Please arrange everything from the start of the items down to the line containing "column 619, row 374", inclusive, as a JSON list of strings with one string per line, omitting blank lines.

Material for the task:
========================================================================
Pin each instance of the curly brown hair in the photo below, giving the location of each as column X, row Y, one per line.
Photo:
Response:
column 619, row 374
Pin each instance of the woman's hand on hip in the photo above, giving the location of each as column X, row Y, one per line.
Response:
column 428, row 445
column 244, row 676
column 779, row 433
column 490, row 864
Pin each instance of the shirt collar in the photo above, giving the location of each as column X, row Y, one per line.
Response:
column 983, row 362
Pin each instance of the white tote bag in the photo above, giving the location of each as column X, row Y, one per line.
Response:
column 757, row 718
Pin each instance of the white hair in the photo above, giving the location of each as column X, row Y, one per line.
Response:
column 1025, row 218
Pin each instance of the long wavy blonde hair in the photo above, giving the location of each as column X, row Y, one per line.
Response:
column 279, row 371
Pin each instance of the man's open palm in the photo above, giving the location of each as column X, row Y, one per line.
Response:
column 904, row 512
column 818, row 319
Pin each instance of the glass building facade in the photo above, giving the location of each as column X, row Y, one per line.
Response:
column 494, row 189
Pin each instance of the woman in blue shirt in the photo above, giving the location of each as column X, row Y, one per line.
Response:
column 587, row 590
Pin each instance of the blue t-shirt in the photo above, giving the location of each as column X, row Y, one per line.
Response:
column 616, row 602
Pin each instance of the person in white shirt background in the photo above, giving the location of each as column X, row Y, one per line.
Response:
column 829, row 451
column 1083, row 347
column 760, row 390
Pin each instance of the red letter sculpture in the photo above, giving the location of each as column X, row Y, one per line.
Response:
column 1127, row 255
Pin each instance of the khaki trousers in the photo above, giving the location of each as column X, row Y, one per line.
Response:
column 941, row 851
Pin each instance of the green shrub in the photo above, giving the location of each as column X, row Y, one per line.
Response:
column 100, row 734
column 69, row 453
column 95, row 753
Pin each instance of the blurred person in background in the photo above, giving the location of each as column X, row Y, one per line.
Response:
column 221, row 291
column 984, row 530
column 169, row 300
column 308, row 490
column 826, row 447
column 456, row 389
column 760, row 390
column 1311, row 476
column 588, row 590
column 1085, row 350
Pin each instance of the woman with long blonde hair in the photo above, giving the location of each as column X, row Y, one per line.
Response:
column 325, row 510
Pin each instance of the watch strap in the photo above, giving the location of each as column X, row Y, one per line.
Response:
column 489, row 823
========================================================================
Result for this exercise:
[
  "Pin each instance of the curly brown hair in the photo below, giving the location of each as column X, row Y, one per line.",
  "Photo:",
  "Response:",
  "column 619, row 374"
]